§ TASKS
a) From the article below on the Kryptonite bone cement study, transcribe the passage starting with "Kryptonite, a bone" and going on through "Kryptonite (STICK) study.".
b) According to the article below about the Kryptonite bone cement study, how soon after surgery does the cement completely seal the breastbone?
c) The article below reports results of the STICK study. List every patient outcome that it says Kryptonite improves, reduces, or cuts.

(Beginning of TEXT PROVIDED)

Dr. Paul Fedak |
October 26, 2010 (Montreal, Quebec City) — Superman avoided kryptonite, one of the few things that could bring him down, but cardiac surgeons might one day willingly embrace another form ofKryptonite (Doctors Research Group, Southbury, CT), used to seal the sternums of patients who go under the surgeon's saw.
Kryptonite, a bone cement that bonds the breastbone after CABG surgery, improves patient quality-of-life scores and spirometry measurements, reduces pain and physical disability, and cuts the amount of pain medication needed after surgery, according to results of the Sternal Innovative Closure with Kryptonite (STICK) study.
Led by Dr Paul Fedak (University of Calgary, AB) and presented this week here at the Canadian Cardiovascular Congress 2010, the study showed that when used in addition to traditional wires that close the chest, the bone cement completely seals the breastbone within 24 hours and is designed to be integrated with native bone as the body heals.
"A lot of medicine is moving away from invasive surgeries to procedures that can be done less invasively," said Fedak. "But patients often stay away from invasive procedures to their own detriment. There is a lot that we can do with an open chest cavity. And with open-heart surgery, it's usually not the heart the patient worries about, but rather the long, painful recovery associated with cutting open the sternum."

(End of TEXT PROVIDED)
(Beginning of DATA SUPPLIED)

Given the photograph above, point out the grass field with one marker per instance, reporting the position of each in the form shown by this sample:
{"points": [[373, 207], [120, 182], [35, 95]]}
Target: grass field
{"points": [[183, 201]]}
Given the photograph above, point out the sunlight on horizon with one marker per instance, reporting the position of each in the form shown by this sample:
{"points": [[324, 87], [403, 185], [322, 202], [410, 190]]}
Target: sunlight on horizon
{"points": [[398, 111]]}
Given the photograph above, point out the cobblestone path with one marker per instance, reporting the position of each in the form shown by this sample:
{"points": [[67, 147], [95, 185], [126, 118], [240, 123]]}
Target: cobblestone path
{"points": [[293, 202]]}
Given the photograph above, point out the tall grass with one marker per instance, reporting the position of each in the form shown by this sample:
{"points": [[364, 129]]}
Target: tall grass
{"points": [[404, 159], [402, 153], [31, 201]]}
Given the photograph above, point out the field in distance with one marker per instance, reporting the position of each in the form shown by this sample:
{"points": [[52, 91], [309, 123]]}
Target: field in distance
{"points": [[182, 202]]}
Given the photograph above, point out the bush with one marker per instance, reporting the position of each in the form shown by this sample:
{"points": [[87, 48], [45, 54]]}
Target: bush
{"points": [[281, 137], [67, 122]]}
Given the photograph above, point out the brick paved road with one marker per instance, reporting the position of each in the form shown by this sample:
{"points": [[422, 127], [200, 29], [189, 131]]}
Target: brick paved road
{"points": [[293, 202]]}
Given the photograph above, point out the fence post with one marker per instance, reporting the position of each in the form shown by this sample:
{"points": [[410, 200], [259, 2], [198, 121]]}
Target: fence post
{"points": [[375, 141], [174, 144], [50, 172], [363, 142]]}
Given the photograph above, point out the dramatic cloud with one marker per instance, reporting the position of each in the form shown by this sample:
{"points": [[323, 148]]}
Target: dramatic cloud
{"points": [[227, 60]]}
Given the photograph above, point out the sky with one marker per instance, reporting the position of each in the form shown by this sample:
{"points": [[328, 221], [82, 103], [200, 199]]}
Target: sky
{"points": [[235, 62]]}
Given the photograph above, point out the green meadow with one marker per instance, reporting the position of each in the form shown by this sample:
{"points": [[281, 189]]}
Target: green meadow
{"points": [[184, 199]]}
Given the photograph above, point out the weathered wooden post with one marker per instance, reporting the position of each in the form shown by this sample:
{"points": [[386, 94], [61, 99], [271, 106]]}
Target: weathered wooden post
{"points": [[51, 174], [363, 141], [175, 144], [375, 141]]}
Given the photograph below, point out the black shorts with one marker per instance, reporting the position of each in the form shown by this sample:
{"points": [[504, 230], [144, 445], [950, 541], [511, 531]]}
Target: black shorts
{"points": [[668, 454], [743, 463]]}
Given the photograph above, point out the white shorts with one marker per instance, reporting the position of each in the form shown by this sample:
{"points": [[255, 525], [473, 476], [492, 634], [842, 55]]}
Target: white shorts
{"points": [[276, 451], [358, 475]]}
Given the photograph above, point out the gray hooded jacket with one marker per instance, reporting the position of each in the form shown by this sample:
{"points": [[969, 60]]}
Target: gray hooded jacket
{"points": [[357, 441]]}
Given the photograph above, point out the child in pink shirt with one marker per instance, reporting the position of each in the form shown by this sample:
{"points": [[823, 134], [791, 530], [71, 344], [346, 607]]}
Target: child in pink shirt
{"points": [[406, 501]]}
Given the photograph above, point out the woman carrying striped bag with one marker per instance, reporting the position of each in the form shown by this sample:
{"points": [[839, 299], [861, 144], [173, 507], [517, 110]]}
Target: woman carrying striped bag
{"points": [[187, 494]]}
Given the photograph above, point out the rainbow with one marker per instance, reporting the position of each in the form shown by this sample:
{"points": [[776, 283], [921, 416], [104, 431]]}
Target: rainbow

(End of DATA SUPPLIED)

§ ANSWERS TO THE EXERCISE
a)
Kryptonite, a bone cement that bonds the breastbone after CABG surgery, improves patient quality-of-life scores and spirometry measurements, reduces pain and physical disability, and cuts the amount of pain medication needed after surgery, according to results of the Sternal Innovative Closure with Kryptonite (STICK) study.

b) Within 24 hours.

c)
- Patient quality-of-life scores (improved)
- Spirometry measurements (improved)
- Pain (reduced)
- Physical disability (reduced)
- The amount of pain medication needed after surgery (cut)